Your assignment:
The text of every record, exactly as given and with no pictures, should be your output.

Task material:
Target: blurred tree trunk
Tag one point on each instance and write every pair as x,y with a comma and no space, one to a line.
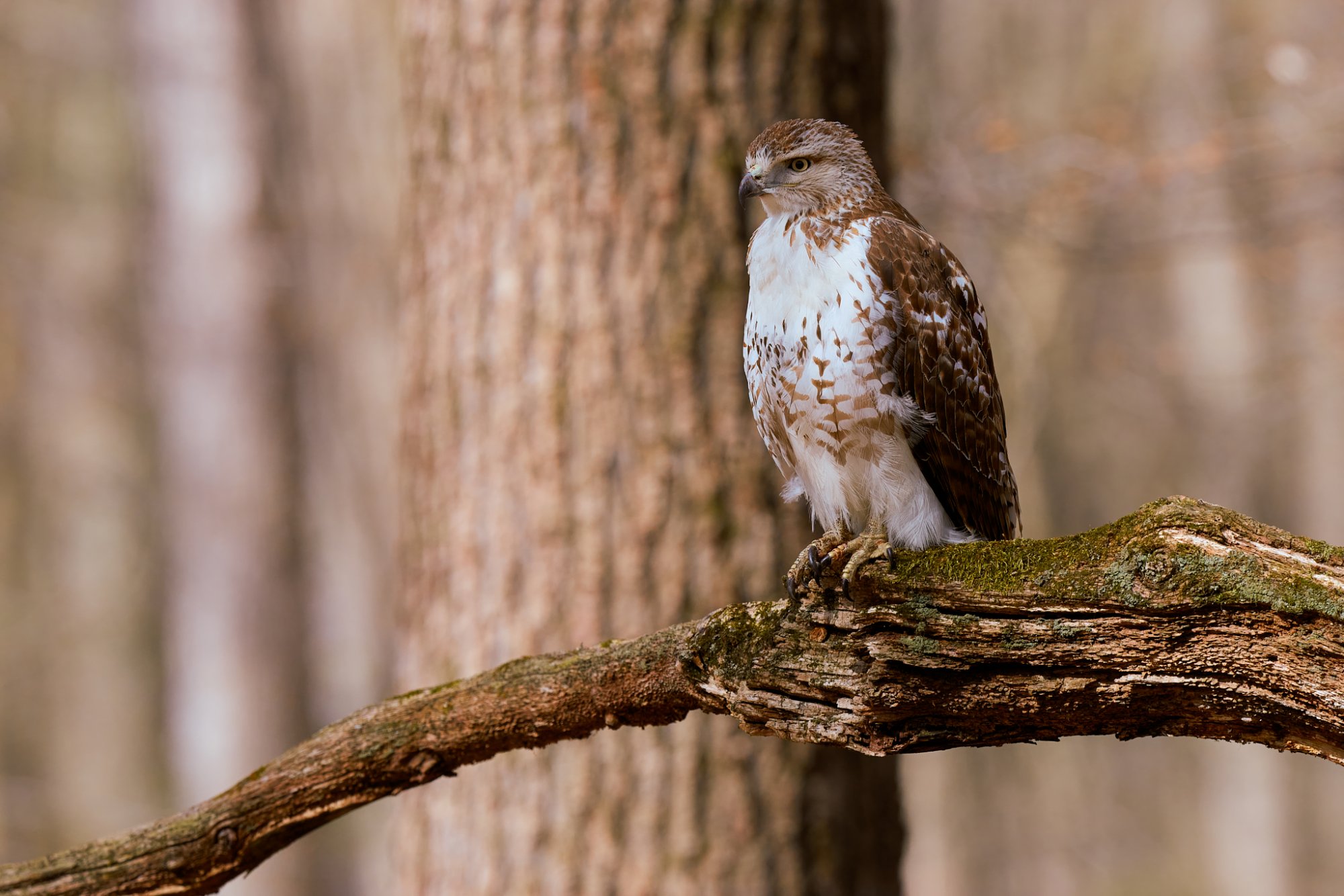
1148,217
77,553
579,457
233,640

Task result:
Target: blurred tree trunk
Tag one point on each instance and write every pair as x,y with a comma and no space, one to a line.
1148,217
77,553
579,457
233,640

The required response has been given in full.